DATASET EXTRACT>
▼▼▼
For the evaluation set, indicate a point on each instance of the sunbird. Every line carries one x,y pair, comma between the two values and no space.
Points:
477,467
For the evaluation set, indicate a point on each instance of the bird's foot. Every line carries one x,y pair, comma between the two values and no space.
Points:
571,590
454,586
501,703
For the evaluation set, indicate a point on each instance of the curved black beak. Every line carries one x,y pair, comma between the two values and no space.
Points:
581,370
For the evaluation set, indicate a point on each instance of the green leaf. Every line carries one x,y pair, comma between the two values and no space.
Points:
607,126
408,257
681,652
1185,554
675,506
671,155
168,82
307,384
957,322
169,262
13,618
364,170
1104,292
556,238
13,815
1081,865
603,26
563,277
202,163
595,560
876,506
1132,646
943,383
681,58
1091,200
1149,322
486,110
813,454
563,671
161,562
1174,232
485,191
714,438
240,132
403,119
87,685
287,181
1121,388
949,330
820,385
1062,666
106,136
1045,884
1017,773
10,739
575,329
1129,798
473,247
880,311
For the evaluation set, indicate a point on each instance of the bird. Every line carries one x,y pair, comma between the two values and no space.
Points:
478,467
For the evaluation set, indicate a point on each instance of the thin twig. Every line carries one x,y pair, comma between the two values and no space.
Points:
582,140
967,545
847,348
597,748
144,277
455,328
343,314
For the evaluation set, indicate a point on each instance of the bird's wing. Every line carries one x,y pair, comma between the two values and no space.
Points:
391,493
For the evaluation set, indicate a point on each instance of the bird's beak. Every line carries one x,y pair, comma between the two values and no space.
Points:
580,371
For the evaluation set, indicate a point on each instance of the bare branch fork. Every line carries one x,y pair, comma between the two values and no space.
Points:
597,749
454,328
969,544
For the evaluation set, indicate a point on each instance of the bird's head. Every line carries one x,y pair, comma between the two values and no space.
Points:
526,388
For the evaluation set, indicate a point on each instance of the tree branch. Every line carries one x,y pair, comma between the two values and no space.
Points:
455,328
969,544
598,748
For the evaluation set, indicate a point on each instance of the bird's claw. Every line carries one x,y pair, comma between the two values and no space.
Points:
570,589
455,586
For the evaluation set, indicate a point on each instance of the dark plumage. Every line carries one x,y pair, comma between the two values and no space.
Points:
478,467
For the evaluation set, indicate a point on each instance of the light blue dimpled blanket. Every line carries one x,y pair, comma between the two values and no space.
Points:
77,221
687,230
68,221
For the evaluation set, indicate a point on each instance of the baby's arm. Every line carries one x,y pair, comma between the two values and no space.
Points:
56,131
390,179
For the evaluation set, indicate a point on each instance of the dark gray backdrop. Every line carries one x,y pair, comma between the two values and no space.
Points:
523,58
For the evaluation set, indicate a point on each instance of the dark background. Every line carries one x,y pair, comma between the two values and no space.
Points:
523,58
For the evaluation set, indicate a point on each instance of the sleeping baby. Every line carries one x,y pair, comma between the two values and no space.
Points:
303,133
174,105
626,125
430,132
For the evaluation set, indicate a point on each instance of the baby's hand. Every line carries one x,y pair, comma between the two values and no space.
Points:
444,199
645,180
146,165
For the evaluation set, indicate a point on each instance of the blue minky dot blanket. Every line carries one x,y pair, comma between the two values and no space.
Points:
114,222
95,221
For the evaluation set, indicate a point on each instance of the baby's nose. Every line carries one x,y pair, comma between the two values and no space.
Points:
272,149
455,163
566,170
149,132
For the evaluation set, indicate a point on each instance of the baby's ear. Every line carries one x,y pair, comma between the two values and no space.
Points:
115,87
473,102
▲▲▲
EXERCISE REQUIREMENTS> Reproduce the material above verbatim, every line from first to last.

WORKED SOLUTION>
For the evaluation set, indicate a point on each instance of the sunbird. Every line carries one x,y pair, comma between the two values and no space.
Points:
477,467
For the evaluation set, indicate a point on each instance of the bird's foot. Every line carries one x,y pair, comma between the two values and no space.
Points:
571,590
454,586
501,703
For the evaluation set, indicate a point on each instance of the curved black beak. Every line carries one x,y pair, comma between the two values and no space.
Points:
581,370
For the evaluation set, indicate a point on each instance of the green leaf. Every line carries one x,y pair, comma between the two values and no space.
Points:
607,126
408,257
681,652
1185,554
675,506
671,155
168,82
307,384
957,322
169,262
13,618
364,170
1104,292
556,238
13,815
1081,865
603,26
563,277
202,163
595,560
876,506
1132,646
943,383
681,58
1091,200
1149,322
486,110
813,454
563,671
161,562
1174,232
485,191
714,438
240,132
403,119
87,685
287,181
1121,388
949,330
820,385
1062,666
106,136
1045,884
1017,773
10,739
575,329
1129,798
473,247
880,311
For the evaluation set, indicate a point on each instance of the bird. Every line carries one x,y pair, comma between the two values and no space.
Points:
478,467
For the evaluation set, indicate a point on each instance of the thin twig. Every line carries one x,y pair, comma between the two values and no space.
Points:
582,140
967,545
847,348
597,748
144,277
455,328
343,314
For the evaluation set, indicate a point on each instance of the bird's wing. Every line carries one x,y pair, comma between the two values and no space.
Points:
391,493
For the evaluation set, indicate a point on each instance of the bird's beak. Every line carries one x,y pair, comma between the two values and no space.
Points:
580,371
For the evaluation set, indicate a point on each instance of the bare branch fork. Every line carries one x,y pair, comma between the two values and no space.
Points:
597,749
454,328
969,544
For the evaluation set, indicate a point on each instance of the bird's head. Every line carries one x,y pair, comma between the two values and no space.
Points:
526,388
For the evaluation set, indicate a point on each instance of the tree branch. Every line carries one x,y pair, comma between the two values and no space.
Points:
455,328
969,544
598,748
For the evaluation set, indicate a point on each instance of the bird's claw. Every line carries one x,y pair, comma between the two values and no space.
Points:
570,589
455,586
For the evaluation set, indicate a point on each instance of the dark plumage. Every line carries one x,y pair, comma between the two values and no space.
Points:
478,467
For the evaluation set, indicate a point on each instance of the light blue dimpled blanket. Every line carries one x,y pair, comma between the two values and no space.
Points:
77,221
687,230
68,221
For the evaluation set, indicate a point on each instance of the baby's arm. Every line carries one x,y pair, comma between the two values and no space.
Points:
56,131
390,179
For the evaluation set, indicate a point on each instance of the dark gray backdrop. Every line carries one x,y pair, comma between the two values and no space.
Points:
523,58
For the evaluation set, indicate a point on each instance of the dark background. Every line carries one x,y pair, comma between the two values and no space.
Points:
523,58
For the evaluation set, indicate a point on each instance of the sleeping baby. Every line carries one x,y pair, comma between the two values and no space.
Points:
303,133
174,105
626,125
430,132
For the evaluation set, indicate a point on each instance of the baby's hand. Every line carries one x,y pair, comma between the two values and no space.
Points:
444,199
645,180
146,165
For the evaluation set, indicate a point on each instance of the blue minky dot blanket. Every line carries one x,y pair, comma between the two values and no space.
Points:
114,222
95,221
For the evaluation set, indicate a point on each instance of the baby's nose. Every line carries one x,y pair, comma between the two values and no space.
Points:
272,149
455,163
566,170
149,132
For the evaluation set, indicate a point on each instance of the baby's ear. Every line carries one x,y pair, comma between the two values and no space.
Points:
115,87
473,102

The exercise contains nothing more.